THE PROBLEM: In how many lines of these records does the word "response" appear? Give the number by itself.

SOURCE DATA:

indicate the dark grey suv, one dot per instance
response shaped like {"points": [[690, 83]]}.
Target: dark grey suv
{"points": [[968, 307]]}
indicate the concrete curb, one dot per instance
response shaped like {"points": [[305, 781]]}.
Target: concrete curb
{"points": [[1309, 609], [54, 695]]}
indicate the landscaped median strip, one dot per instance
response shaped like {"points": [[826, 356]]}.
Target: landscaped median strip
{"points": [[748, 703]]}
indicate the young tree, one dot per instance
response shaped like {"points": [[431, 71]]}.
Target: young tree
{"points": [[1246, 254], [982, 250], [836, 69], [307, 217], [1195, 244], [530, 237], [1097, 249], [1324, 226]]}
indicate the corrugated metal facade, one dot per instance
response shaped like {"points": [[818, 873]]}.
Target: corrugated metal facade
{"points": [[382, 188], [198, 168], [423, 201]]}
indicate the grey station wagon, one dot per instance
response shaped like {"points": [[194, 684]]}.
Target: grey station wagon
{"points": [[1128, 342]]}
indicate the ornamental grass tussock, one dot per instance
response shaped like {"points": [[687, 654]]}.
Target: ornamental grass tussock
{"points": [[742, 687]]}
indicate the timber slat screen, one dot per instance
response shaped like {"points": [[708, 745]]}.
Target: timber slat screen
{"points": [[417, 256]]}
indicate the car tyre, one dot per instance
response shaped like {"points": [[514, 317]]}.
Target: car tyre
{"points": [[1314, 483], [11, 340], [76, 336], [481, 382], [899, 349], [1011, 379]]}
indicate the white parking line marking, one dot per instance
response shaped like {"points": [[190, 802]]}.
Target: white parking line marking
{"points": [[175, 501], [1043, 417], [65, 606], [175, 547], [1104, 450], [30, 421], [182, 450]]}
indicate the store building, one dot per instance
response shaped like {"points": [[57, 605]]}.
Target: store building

SOLUTION TO THIS TASK: 11